====== Provided text
But all of that is probably beside the point. Forgive me if I'm assuming too much, here, but you sound overworked and underpaid, stressed and like you miss your old writing days. Putting an old, self-pubbed novella on Amazon isn't likely to help with any of that. But if you threw together a short, you'd be stretching your writerly muscles again. It might de-stress you. And if it sold, so much the better! I know you don't have much time right now, but think of it this way: your OP was over 600 words. How long did it take you? As long as a bathroom break? Could you squeeze in that kind of time a few times a day, or even just once a day, every day? If so, you have time to crank out some short stories!

I bet it would feel good. And it would solve your little dilemma. :)

Cyia
02-16-2011, 01:02 AM
I still don't see how you're equating:

"Can I write a novel off this?"
"Sure, knock yourself out."

With implicit permission to "take" the idea.

1 - the idea itself has no value. The brother's execution is his and the OP's is his. The two are not created equal.

2 - if the brother thought he had a total right to the story, he wouldn't have "asked" the OP to hold off. He'd have brought up that the story "belonged" to him now.

"Reconceptualizing" =/= to writing the same thing. The resulting novel isn't the novella, otherwise, it wouldn't only be 1/3 of the way through or require a new outline. Those steps imply new material, which means that both are still viable and separate creative entities.
============
====== Data segment
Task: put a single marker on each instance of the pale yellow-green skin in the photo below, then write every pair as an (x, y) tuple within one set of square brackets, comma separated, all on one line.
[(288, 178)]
============
§ **Given request 1**: Give again, word for word, the part of the forum exchange from "1 - the idea" to "to him now.".
§ **Given request 2**: List every word or phrase that appears inside quotation marks in the forum exchange.

§ **Exercise response 1**:
1 - the idea itself has no value. The brother's execution is his and the OP's is his. The two are not created equal.

2 - if the brother thought he had a total right to the story, he wouldn't have "asked" the OP to hold off. He'd have brought up that the story "belonged" to him now.

§ **Exercise response 2**:
- "Can I write a novel off this?"
- "Sure, knock yourself out."
- "take"
- "asked"
- "belonged"
- "Reconceptualizing"